Start of SOURCE EXTRACT
[oe] Kernel Headers Quality Issue

Phil Blundell philb at gnu.org
Fri May 14 12:38:20 UTC 2010


On Fri, 2010-05-14 at 13:40 +0200, Thilo Fromm wrote:
> This would mean that checking for kernel features (e.g. inotify_init1()) 
> at compile time via an application's configure.ac is pointless, right?

Not entirely pointless: the feature set that you determine at configure
time is the maximum set that you can expect to be available.  That is,
if you determine at configure time that __NR_inotify_init1 is not
defined, you clearly should not even attempt to use this syscall.

> Code like this
> 
> #ifdef HAVE_INOTIFY_INIT1
> 	fd = inotify_init1(O_NONBLOCK);
> #else
> 	fd = inotify_init();
> 	flags = fcntl(fd, F_GETFL, 0);
> 	fcntl(ret, F_SETFL, flags | O_NONBLOCK);
> #endif
> 
> will break at runtime even though everything was OK at compile time, and 
> you are proposing that I should expect it to break.
End of SOURCE EXTRACT
Start of STORED DATA
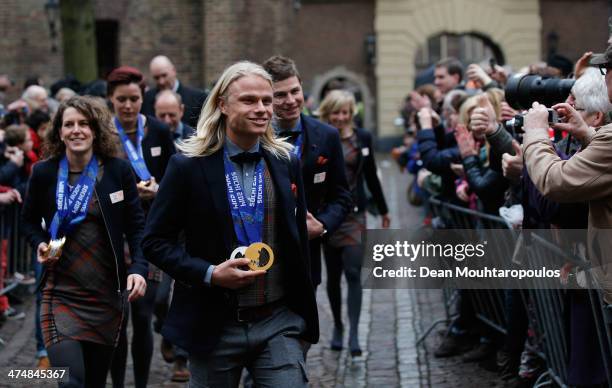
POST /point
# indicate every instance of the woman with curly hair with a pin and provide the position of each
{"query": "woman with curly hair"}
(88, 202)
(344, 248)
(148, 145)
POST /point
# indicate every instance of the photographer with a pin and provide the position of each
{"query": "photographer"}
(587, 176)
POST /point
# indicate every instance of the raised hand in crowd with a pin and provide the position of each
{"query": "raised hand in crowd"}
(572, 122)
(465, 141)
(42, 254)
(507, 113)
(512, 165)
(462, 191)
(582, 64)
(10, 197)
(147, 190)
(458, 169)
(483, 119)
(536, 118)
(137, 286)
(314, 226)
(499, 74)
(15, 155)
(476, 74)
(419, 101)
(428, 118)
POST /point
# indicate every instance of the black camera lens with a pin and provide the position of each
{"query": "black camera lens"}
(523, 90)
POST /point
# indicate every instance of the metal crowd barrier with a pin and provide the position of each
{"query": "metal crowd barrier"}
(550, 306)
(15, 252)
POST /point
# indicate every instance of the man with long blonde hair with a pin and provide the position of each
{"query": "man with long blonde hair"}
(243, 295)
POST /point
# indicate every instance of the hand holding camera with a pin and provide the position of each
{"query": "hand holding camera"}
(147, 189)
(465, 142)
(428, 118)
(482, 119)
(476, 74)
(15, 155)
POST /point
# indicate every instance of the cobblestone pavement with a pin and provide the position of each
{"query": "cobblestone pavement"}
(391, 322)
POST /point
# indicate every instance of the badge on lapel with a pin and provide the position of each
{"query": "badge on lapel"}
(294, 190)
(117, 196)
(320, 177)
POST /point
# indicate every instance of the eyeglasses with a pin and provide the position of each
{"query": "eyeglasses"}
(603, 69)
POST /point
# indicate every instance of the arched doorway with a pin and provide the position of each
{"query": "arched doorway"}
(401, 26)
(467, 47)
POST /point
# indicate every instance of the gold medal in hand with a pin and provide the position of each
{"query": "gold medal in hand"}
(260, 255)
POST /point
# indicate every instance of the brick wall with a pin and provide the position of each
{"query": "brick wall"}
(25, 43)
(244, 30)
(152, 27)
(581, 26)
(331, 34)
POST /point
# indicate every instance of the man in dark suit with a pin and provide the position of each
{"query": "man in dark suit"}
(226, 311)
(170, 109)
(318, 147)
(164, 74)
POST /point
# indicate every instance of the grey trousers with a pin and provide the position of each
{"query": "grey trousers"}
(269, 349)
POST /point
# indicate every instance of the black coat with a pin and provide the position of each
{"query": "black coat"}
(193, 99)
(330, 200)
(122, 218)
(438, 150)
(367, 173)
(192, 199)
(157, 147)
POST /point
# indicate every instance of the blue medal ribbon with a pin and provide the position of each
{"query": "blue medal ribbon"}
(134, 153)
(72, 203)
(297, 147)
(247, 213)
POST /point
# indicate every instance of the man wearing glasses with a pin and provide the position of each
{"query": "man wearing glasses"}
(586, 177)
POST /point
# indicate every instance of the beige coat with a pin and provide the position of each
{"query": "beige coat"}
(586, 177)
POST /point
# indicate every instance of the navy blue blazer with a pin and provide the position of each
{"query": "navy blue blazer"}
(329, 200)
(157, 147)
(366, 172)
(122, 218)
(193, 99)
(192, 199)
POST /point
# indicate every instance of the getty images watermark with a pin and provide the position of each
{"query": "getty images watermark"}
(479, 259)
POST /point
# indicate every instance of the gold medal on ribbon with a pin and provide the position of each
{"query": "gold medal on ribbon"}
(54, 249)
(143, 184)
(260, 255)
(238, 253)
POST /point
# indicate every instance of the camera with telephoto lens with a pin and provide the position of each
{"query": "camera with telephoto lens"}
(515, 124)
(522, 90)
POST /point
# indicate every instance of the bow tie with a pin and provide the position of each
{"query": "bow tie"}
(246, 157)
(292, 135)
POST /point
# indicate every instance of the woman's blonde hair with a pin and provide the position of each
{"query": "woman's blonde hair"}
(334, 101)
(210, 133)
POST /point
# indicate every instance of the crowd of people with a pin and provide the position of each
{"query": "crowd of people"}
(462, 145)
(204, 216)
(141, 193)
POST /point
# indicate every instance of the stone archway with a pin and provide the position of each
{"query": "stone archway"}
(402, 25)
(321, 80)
End of STORED DATA
PROBLEMS TO WORK ON:
**a.** Show each line of the rows above that contains "cobblestone". Case counts.
**b.** Pick up the mailing-list post on kernel headers after its last line and continue it.

EXERCISE RESPONSES:
**a.**
# indicate every instance of the cobblestone pavement with a pin and provide the position of each
{"query": "cobblestone pavement"}

**b.**
Correct.  In this particular case you would probably be better off just
using the "else" block at all times.

> Well, what to do _if_ a feature is not present is a whole different 
> story. But for figuring out _whether_ it is present or not you propose 
> (blind) runtime probing while I would like to rely on configure output, 

I'm not quite sure why you describe this as "blind" probing.  There is
nothing blind about it; the semantics of unimplemented syscalls are
quite well-defined.

In the general case, there simply isn't any way to determine statically
at compile time what features will be available at run time.  Some
features might require modules that aren't loaded, or might be disabled
by kernel commandline options, or might not be supported on the
particular CPU that the kernel finds itself running on, or any number of
other things.  As I have mentioned before, this is exactly what glibc
itself does internally in order to cope with multiple different kernel
versions.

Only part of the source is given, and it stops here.